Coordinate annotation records
____
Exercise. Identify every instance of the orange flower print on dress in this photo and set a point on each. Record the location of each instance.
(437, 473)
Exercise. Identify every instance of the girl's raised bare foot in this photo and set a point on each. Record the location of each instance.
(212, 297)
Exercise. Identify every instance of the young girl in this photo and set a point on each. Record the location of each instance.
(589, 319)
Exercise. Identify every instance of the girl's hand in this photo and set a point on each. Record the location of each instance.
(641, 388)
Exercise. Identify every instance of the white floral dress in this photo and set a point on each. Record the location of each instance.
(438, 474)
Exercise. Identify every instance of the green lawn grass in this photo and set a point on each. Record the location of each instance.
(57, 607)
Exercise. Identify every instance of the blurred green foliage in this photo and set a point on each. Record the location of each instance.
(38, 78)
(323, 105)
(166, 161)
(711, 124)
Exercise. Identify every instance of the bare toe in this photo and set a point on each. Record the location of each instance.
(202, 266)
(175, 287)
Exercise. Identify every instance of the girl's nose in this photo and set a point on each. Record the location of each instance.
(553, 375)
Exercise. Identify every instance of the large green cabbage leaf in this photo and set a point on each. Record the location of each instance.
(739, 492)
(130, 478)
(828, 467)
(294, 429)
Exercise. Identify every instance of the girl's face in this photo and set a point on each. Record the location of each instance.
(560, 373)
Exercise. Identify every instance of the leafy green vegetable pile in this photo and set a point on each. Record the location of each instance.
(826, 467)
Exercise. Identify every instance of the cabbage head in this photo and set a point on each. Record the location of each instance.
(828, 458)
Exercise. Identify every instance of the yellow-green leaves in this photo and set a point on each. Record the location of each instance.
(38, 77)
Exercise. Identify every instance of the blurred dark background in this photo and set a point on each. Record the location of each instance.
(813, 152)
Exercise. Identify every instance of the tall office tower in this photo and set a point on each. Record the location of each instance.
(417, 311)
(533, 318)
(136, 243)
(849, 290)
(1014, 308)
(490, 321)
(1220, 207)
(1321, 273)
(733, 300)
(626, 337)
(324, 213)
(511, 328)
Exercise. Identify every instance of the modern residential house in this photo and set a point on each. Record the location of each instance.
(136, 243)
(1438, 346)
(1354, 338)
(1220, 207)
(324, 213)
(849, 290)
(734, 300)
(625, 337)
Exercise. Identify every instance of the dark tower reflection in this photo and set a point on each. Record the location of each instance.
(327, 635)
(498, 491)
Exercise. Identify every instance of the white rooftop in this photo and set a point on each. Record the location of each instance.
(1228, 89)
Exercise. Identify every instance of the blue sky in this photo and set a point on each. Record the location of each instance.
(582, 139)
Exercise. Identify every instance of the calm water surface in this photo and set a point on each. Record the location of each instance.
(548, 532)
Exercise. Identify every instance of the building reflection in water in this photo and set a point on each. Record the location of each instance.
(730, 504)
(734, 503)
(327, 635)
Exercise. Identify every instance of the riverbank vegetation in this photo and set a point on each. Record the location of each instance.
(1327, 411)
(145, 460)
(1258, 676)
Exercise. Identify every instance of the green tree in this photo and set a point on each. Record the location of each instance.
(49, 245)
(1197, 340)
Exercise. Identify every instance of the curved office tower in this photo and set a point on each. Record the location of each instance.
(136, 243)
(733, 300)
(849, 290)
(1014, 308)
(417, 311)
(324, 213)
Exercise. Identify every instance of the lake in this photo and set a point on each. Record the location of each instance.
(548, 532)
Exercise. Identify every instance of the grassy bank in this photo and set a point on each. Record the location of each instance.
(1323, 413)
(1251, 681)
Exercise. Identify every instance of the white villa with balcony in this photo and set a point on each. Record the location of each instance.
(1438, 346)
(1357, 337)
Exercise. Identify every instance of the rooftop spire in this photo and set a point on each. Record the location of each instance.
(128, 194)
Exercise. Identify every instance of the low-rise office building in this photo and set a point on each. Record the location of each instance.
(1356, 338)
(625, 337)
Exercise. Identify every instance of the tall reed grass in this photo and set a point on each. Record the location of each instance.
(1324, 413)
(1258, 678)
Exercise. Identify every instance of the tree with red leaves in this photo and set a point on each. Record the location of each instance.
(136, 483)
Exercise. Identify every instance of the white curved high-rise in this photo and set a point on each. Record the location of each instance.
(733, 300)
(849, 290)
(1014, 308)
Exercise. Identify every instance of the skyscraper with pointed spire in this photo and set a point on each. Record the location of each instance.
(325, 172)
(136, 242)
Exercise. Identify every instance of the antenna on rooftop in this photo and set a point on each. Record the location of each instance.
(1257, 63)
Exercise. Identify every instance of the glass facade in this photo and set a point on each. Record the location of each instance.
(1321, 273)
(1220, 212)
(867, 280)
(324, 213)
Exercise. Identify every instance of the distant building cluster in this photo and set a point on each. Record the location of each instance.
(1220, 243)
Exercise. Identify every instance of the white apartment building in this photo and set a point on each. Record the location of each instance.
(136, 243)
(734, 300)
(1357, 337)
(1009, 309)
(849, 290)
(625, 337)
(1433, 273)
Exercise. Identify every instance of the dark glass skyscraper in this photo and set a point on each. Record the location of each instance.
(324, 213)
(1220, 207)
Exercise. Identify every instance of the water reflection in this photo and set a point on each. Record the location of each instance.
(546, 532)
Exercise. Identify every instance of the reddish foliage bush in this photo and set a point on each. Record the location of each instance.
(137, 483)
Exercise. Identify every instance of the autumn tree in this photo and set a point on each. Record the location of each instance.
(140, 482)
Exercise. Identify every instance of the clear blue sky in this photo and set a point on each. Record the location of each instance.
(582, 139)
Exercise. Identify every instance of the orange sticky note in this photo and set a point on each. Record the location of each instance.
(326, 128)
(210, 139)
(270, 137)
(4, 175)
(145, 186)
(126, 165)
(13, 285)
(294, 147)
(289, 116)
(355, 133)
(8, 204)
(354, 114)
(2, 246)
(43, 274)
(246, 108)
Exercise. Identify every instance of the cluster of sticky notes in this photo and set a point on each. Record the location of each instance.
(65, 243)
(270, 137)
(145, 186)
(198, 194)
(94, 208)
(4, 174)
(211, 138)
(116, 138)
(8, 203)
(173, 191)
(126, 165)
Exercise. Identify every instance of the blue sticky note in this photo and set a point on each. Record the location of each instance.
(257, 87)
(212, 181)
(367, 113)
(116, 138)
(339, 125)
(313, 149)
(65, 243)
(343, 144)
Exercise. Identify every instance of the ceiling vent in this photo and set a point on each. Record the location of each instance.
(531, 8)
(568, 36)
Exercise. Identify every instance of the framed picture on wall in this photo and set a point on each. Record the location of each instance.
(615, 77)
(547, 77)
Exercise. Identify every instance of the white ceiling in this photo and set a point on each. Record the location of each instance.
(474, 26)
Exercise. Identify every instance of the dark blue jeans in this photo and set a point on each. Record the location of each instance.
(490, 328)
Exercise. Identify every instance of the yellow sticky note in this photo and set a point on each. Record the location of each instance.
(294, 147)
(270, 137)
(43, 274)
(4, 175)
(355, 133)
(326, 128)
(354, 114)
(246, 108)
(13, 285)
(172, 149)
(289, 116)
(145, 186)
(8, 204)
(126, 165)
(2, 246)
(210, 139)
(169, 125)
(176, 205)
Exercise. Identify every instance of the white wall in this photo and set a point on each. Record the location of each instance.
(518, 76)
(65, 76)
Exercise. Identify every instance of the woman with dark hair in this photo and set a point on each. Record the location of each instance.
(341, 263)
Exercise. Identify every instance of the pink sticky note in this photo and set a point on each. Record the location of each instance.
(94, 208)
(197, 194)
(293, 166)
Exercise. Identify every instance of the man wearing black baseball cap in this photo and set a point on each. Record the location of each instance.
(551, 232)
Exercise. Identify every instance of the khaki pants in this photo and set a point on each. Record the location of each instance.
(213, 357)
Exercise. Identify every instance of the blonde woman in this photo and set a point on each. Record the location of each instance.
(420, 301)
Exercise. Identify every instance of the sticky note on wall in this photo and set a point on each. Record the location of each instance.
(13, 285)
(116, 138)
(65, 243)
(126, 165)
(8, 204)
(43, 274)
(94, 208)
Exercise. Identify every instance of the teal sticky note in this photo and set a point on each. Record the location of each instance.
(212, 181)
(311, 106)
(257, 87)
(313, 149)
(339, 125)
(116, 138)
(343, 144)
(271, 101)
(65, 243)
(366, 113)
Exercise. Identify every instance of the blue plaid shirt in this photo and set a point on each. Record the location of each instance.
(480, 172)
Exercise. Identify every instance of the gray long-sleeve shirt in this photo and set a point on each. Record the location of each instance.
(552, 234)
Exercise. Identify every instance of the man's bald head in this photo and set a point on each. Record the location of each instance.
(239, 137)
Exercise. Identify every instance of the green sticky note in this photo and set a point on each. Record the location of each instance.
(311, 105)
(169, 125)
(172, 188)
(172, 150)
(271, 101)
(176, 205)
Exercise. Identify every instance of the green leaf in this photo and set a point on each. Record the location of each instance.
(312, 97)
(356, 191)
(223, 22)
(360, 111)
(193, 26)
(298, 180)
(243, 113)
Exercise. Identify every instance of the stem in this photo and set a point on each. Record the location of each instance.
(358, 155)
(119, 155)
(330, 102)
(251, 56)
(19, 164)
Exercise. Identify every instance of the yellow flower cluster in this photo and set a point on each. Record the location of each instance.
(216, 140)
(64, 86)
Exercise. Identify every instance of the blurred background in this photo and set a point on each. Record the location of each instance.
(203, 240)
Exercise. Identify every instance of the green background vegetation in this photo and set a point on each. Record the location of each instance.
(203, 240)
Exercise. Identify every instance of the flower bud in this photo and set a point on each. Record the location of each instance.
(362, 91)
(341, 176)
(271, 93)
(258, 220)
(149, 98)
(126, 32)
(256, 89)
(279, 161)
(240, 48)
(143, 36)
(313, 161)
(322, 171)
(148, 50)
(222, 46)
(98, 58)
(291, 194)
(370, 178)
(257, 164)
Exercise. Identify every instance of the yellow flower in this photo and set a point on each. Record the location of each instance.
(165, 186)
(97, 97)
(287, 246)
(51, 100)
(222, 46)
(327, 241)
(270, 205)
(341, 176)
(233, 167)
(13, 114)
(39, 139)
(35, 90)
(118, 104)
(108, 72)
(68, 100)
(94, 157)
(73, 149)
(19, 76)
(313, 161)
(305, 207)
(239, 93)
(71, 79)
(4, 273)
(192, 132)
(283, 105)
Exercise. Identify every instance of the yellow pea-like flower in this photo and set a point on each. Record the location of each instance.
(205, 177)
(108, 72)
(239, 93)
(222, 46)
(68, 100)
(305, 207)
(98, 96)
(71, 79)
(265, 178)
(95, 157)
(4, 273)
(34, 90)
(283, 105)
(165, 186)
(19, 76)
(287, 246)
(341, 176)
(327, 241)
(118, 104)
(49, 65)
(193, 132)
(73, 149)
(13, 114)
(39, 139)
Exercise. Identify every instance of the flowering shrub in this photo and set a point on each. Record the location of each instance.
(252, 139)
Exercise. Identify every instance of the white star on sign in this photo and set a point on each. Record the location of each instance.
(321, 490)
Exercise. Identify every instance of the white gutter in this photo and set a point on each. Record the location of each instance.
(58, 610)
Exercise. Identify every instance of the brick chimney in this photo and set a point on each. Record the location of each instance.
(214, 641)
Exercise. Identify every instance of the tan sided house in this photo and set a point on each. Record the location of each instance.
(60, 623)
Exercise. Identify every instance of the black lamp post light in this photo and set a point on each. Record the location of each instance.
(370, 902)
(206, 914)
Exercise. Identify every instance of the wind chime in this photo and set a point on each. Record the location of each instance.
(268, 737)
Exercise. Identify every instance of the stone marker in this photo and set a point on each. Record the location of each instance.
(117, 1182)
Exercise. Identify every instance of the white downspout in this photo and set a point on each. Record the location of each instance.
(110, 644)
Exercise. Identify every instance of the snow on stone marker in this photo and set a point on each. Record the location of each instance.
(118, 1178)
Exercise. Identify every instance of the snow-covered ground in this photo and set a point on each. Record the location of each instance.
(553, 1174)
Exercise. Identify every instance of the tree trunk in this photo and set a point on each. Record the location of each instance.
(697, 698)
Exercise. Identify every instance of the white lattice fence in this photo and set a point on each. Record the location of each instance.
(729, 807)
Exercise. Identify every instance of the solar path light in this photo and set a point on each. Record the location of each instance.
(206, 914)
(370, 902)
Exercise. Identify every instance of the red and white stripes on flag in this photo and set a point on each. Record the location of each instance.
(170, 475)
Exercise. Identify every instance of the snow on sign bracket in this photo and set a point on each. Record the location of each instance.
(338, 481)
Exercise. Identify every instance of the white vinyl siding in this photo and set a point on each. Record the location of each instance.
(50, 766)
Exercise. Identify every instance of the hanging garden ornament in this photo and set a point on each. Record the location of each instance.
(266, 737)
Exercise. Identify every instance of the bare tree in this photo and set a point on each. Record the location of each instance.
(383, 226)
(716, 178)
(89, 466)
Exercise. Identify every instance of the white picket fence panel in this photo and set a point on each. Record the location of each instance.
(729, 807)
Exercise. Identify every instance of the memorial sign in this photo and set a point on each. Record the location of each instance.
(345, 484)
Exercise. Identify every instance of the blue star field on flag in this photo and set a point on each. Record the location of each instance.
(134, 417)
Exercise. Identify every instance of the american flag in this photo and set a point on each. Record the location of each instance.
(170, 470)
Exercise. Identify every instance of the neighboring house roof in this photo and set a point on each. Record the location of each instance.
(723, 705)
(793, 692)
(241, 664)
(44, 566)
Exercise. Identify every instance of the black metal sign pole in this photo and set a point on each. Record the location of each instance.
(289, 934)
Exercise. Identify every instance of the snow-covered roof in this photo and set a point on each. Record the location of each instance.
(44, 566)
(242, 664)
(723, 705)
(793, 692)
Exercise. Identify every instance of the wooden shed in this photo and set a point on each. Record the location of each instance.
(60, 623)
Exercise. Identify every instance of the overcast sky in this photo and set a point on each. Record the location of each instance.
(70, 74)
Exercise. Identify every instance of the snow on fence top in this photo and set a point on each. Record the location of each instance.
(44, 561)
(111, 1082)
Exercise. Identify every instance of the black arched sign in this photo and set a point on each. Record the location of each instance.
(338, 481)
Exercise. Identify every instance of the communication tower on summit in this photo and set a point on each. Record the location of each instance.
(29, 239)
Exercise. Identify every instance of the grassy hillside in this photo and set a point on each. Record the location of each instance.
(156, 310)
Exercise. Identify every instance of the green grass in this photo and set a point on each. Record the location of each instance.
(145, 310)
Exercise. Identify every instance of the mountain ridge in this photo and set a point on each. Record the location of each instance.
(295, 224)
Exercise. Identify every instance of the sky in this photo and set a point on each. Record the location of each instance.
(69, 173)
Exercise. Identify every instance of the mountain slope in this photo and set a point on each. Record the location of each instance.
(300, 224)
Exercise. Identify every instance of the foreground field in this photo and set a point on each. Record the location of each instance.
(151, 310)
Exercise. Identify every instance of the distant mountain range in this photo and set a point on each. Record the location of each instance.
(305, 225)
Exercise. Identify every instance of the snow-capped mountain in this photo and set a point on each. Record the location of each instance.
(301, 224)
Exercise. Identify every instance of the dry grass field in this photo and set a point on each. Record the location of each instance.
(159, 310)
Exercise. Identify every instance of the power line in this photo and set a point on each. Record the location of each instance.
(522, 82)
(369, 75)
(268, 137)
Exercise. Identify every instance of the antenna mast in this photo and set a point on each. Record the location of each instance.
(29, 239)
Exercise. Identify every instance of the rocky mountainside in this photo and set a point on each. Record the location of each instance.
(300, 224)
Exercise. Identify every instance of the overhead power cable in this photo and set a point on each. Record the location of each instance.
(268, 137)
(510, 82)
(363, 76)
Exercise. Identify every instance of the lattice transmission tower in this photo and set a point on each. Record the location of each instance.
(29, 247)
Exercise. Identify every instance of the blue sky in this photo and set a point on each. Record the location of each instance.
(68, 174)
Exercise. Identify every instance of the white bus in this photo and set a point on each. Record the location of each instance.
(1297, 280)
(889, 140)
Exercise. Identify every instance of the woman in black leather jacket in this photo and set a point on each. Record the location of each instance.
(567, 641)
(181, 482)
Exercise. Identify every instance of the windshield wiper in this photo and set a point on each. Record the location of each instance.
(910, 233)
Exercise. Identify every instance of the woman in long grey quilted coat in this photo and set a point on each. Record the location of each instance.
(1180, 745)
____
◆ **Aim of the exercise**:
Can you format the lines of the material as a Markdown table with the columns Row and Line, starting at the line containing "Exercise. Identify every instance of the white gutter" and ending at the line containing "(553, 1174)", and leaving out any blank lines?

◆ **Full output**:
| Row | Line |
|---|---|
| 1 | Exercise. Identify every instance of the white gutter in this photo and set a point on each. Record the location of each instance. |
| 2 | (58, 610) |
| 3 | Exercise. Identify every instance of the brick chimney in this photo and set a point on each. Record the location of each instance. |
| 4 | (214, 641) |
| 5 | Exercise. Identify every instance of the tan sided house in this photo and set a point on each. Record the location of each instance. |
| 6 | (60, 623) |
| 7 | Exercise. Identify every instance of the black lamp post light in this photo and set a point on each. Record the location of each instance. |
| 8 | (370, 902) |
| 9 | (206, 914) |
| 10 | Exercise. Identify every instance of the wind chime in this photo and set a point on each. Record the location of each instance. |
| 11 | (268, 737) |
| 12 | Exercise. Identify every instance of the stone marker in this photo and set a point on each. Record the location of each instance. |
| 13 | (117, 1182) |
| 14 | Exercise. Identify every instance of the white downspout in this photo and set a point on each. Record the location of each instance. |
| 15 | (110, 644) |
| 16 | Exercise. Identify every instance of the snow on stone marker in this photo and set a point on each. Record the location of each instance. |
| 17 | (118, 1178) |
| 18 | Exercise. Identify every instance of the snow-covered ground in this photo and set a point on each. Record the location of each instance. |
| 19 | (553, 1174) |